APPLY WHAT YOU READ:
a) In the post about divorcing a spouse after six months of military marriage, why does the writer say they make only 28k a year? Answer in one to three sentences.
b) Summarize the post about divorcing a spouse after six months of military marriage in two sentences.
c) Go on with the post about divorcing a spouse after six months of military marriage, starting after its final line.

BEGIN STUDY TEXT

I(19m) did what stupid privates do and married a person(19 non-binary) at my 1st duty station after only dating for 3 months. we've been married for 6 months now and I feel as though my spouse is toxic and I can't be with them anymore. (They are not physically or verbally abusive) I've tried talking to them about it and they act understanding and sorry in the moment but then they turn around and act angry and upset for a few days afterwards. my family has only met my spouse twice and they say they've been able to tell from the beginning that there's a lot of red flags. I'm gonna set up some marriage counseling with my chaplain and try and work things out but I don't have much confidence in doing so.

    my spouse works part time making about 20k a year and can go live with their parents if we divorced.

    my question is what would they be entitled to from me if we divorced? I only make 28k a year because we live on-post so no BAH. I read online that you have to be together for at least 10 years for the non-service member to be entitled to anything but I just wanted to be sure.

    tldr: what is my spouse entitled to if we got divorced? I don't make much more than they do and we've been married for 6 months, together for 9 total.

END STUDY TEXT
BEGIN SUPPLIED ENTRIES

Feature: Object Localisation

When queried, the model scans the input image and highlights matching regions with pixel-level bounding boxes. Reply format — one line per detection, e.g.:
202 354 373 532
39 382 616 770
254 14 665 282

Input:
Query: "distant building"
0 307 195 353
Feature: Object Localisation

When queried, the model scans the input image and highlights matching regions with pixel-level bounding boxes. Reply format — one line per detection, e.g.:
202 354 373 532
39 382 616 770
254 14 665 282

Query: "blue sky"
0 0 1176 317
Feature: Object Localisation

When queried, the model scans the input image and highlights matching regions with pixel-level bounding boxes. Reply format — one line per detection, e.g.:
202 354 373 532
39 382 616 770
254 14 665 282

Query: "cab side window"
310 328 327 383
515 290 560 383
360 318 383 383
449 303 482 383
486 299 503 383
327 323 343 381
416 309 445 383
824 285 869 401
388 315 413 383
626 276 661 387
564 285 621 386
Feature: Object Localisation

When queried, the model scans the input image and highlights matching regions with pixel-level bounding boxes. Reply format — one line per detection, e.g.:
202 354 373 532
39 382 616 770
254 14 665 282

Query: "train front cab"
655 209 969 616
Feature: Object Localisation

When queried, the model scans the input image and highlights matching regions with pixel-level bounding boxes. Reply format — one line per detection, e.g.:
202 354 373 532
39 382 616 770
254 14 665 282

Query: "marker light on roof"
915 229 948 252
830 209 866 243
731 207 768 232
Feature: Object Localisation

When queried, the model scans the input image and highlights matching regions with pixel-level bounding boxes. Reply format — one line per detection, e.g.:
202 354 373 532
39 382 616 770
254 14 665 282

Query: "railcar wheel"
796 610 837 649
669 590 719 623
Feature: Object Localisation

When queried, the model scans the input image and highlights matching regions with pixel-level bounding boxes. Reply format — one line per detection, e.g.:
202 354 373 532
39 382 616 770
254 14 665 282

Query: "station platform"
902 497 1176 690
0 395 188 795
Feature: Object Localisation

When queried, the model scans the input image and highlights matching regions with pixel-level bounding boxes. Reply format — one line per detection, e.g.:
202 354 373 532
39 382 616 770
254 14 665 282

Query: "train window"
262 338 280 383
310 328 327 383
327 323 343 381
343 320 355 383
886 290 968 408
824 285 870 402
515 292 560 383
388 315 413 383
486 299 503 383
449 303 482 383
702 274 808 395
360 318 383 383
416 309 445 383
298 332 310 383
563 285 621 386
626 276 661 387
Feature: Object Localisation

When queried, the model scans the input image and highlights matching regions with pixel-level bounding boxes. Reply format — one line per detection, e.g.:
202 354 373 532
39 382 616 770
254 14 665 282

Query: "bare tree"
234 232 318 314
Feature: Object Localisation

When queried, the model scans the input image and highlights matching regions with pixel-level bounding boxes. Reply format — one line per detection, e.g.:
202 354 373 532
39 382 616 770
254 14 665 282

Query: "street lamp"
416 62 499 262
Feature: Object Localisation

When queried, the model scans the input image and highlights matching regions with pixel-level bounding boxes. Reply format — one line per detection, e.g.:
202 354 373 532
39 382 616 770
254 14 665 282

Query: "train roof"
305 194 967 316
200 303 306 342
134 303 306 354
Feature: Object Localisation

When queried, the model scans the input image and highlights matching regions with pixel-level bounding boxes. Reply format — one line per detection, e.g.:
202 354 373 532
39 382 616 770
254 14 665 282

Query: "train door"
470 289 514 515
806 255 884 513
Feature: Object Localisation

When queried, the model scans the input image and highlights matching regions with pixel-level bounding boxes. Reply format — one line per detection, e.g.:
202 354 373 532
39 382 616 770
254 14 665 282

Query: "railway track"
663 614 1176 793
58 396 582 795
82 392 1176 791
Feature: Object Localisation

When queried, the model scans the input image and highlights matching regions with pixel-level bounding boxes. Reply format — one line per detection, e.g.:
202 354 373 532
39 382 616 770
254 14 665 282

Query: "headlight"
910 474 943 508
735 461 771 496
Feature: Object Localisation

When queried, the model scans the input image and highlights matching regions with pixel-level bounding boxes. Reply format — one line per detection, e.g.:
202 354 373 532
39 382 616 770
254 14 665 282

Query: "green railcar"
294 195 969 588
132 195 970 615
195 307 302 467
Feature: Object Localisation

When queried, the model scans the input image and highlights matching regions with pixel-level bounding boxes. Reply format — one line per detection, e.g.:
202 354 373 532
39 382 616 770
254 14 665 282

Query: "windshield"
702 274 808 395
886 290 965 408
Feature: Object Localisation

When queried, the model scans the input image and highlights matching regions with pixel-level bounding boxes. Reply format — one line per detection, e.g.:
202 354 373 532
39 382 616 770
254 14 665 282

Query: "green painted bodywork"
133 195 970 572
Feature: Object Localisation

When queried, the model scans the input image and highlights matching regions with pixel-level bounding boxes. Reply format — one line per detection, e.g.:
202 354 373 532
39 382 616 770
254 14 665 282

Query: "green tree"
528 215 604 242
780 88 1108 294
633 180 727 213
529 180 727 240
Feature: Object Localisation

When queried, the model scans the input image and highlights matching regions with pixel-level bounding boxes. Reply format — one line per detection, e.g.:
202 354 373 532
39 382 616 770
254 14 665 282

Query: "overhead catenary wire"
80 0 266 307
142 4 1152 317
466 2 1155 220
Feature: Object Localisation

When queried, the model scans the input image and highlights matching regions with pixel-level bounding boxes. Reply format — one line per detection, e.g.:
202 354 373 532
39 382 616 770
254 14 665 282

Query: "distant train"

END SUPPLIED ENTRIES
BEGIN SUPPLIED ENTRIES

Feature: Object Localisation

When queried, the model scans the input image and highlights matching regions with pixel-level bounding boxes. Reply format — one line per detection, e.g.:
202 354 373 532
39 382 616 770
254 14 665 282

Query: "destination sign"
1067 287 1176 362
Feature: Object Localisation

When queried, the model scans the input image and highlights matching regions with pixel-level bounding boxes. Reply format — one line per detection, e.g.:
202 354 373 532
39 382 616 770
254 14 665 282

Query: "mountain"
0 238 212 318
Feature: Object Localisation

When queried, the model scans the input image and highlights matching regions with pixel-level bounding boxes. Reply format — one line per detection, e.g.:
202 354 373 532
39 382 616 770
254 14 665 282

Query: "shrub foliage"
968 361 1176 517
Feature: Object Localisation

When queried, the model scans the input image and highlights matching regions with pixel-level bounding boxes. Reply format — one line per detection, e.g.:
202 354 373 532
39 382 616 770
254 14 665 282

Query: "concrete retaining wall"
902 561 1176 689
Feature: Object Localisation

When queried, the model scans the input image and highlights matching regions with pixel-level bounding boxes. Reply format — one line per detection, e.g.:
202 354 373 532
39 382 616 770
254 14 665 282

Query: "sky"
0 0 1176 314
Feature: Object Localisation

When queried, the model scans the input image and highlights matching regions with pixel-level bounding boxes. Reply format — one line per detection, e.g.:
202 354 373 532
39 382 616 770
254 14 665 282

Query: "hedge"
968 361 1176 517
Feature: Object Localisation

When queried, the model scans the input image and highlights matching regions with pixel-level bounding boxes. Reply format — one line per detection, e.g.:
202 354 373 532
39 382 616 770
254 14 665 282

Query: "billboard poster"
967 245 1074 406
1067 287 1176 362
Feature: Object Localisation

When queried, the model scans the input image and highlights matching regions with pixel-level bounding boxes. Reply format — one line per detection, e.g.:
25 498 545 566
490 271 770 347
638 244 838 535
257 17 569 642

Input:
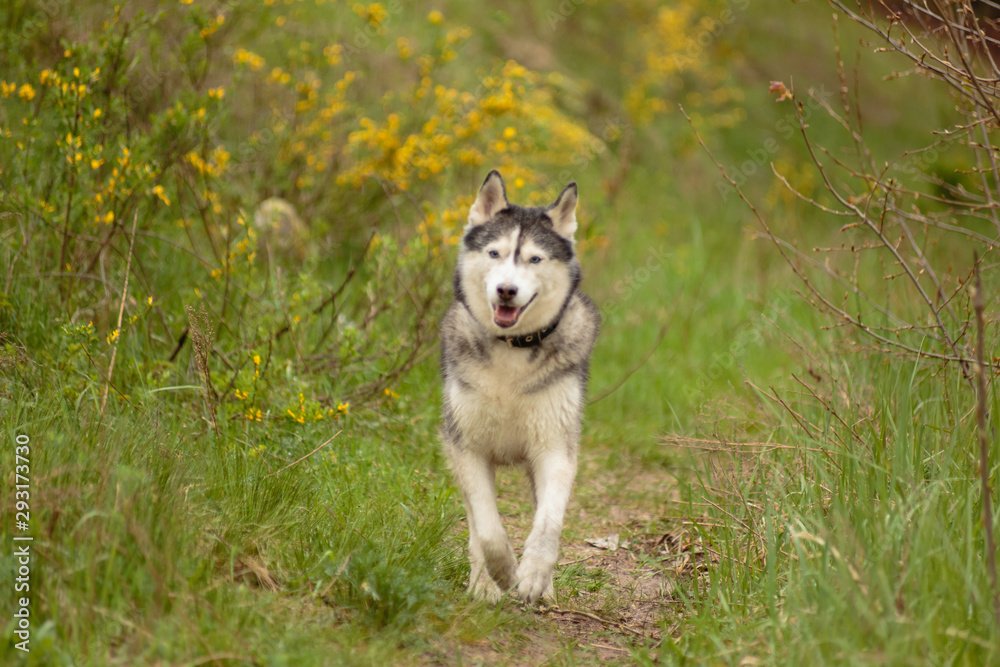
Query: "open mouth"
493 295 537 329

END SUPPLIED ENTRIES

EXPECTED OUTPUTS:
a) The writer's pay is only 28k a year because the couple lives on-post, so the writer gets no BAH.

b) A 19-year-old service member who married a non-binary partner after three months of dating now feels, six months into the marriage, that the spouse is toxic though not abusive, and plans to try marriage counseling with a chaplain despite having little confidence in it. The writer asks what the spouse, who earns about 20k a year against the writer's 28k, would be entitled to in a divorce, having read online that the couple must be together at least 10 years for the non-service member to be entitled to anything.

c)
    if I left out any info please let me know.

    divorce after less than 1 year of marriage, no kids
    byu/professional–gooner inMilitaryFinance



    Posted by professional–gooner

    9 Comments

    1. reddit_toast_bot on

      Probably nothing so don’t be a sap and promise a monthly stipend or something else.  Sign nothing until a real attorney looks over it.  There is no child support or anything else.  Lawyer up!

    2. blueandyellowbee on

      You haven’t been married a year, so entitled to almost nothing, probably nothing. Get out of it while you can and start over. At 19 it shouldn’t be that difficult.

    3. NotOSIsdormmole on

      In terms of your pay and benefits: literally nothing. They also lose all their spouse benis

      In terms of joint/marital property: that depends on the state you’re in so you should consult an attorney

    4. Well, knowing your spouse of less than 1 year is non-bionary ….somehow tells me quite a bit about their personality

    5. I doubt they would be entitled to anything. Given that you don’t have kids and I’m assuming no shared property, it is possible to have a really cheap divorce by filing for one yourself. If they are amicable and willing to just do the paperwork it won’t cost you more than $300 in most states. If you feel your relationship is worth saving, you can go to a relationship counselor/therapist (make sure to get one that understands LGBTQ relationship dynamics), however it seems you already made up your mind.

      Also goes without saying but in the future I would recommend knowing a person a lot more before marriage. It can be tempting to get married fast given the benefits the military provides, but the process can be a hassle.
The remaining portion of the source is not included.